My current book study in progress is “A Land So Strange“ by Andre Resendez.  Cabeza  de Vaca was an officer in the ill-fated Narvaez Expedition in 1527 Florida.  Expecting to find a native culture like the Aztec Empire in Mexico rich in gold and silver the Spanish landing in the vicinity of today’s Tampa Bay found only malaria and warlike natives.  After the death of Governor Narvaez, under Cabeza de Vaca with other principal officer they built 5 raft like boats.   On these they departed Florida in September1528, drifting with the wind and current north along the Florida coast, then westward along the coast of Alabama, Mississippi and Louisiana.   In late November 1528 they drank fresh water from the sea as they passed the Mississippi discharge.  Reaching the Texas coast their course veered southward to Galveston Island where a November winter storm beached the boats scattering some 40 surviving Spanish along a 30 miles stretch of beach.

DATA RECORDS >>
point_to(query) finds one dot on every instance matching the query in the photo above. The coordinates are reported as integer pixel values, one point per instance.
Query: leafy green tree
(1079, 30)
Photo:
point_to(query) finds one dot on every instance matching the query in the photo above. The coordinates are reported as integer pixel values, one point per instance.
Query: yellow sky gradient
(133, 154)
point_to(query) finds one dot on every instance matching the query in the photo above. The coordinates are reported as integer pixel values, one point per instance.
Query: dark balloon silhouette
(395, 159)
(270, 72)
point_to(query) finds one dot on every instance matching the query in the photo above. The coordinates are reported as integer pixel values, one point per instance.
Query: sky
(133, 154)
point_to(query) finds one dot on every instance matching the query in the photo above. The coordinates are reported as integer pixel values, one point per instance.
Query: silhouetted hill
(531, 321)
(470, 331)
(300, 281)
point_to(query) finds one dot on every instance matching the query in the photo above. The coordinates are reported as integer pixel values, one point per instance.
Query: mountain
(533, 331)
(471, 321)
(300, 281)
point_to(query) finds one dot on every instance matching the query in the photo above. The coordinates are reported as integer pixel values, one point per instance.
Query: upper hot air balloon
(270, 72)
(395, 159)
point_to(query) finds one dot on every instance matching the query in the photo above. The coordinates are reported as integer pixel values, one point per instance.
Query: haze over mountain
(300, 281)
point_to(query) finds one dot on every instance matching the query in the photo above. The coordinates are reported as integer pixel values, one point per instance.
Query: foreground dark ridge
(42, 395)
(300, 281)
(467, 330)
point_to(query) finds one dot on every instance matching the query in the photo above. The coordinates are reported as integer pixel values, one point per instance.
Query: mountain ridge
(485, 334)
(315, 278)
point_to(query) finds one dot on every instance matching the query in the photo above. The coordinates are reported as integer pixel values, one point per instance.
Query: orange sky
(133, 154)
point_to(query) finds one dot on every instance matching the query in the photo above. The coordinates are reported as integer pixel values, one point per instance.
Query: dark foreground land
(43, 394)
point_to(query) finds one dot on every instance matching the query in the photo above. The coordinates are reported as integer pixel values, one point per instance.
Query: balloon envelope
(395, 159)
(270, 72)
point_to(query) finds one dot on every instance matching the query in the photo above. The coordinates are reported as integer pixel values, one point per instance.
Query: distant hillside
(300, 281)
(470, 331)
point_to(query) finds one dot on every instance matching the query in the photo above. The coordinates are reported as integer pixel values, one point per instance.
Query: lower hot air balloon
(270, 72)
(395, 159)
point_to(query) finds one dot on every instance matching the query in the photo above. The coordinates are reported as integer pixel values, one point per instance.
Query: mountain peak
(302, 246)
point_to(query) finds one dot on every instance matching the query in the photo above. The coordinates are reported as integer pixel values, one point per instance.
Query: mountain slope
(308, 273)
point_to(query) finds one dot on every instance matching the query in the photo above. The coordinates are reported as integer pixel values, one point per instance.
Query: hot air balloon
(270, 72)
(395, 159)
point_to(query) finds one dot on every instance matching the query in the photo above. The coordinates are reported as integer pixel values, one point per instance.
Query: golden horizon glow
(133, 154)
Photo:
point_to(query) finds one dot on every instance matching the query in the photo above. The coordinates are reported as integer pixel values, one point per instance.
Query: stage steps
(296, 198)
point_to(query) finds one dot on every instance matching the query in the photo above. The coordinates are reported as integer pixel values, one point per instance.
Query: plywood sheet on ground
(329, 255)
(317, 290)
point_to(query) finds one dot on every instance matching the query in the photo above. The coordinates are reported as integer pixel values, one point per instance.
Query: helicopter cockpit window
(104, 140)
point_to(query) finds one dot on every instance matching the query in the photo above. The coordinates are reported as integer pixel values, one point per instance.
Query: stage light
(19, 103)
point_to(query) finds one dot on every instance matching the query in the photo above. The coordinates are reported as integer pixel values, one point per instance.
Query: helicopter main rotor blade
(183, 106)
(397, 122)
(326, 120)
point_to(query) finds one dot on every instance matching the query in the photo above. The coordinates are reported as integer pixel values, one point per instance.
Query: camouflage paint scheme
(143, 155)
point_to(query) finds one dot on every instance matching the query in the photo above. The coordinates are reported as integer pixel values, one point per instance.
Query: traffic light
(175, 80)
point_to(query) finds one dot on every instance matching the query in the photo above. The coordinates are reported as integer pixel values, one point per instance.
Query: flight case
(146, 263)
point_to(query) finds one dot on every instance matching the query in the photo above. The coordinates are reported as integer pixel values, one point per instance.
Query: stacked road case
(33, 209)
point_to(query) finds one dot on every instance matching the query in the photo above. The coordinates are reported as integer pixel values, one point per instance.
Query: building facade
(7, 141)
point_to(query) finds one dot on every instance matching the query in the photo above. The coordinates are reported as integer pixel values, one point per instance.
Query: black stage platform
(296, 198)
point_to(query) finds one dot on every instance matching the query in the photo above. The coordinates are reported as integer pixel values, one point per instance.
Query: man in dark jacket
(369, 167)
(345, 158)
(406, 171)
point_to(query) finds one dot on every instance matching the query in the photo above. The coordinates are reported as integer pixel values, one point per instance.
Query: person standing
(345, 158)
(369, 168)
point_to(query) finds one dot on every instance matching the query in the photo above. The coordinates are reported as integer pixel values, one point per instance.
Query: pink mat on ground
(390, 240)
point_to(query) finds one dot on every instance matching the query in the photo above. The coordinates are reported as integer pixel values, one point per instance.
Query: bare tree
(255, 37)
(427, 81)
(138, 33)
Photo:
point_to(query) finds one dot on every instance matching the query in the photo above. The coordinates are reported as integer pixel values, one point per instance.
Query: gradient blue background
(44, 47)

WRITTEN REQUEST >>
Reproduce the passage on the Narvaez Expedition and Cabeza de Vaca word for word, from start to finish.

TASK RESPONSE >>
My current book study in progress is “A Land So Strange“ by Andre Resendez.  Cabeza  de Vaca was an officer in the ill-fated Narvaez Expedition in 1527 Florida.  Expecting to find a native culture like the Aztec Empire in Mexico rich in gold and silver the Spanish landing in the vicinity of today’s Tampa Bay found only malaria and warlike natives.  After the death of Governor Narvaez, under Cabeza de Vaca with other principal officer they built 5 raft like boats.   On these they departed Florida in September1528, drifting with the wind and current north along the Florida coast, then westward along the coast of Alabama, Mississippi and Louisiana.   In late November 1528 they drank fresh water from the sea as they passed the Mississippi discharge.  Reaching the Texas coast their course veered southward to Galveston Island where a November winter storm beached the boats scattering some 40 surviving Spanish along a 30 miles stretch of beach.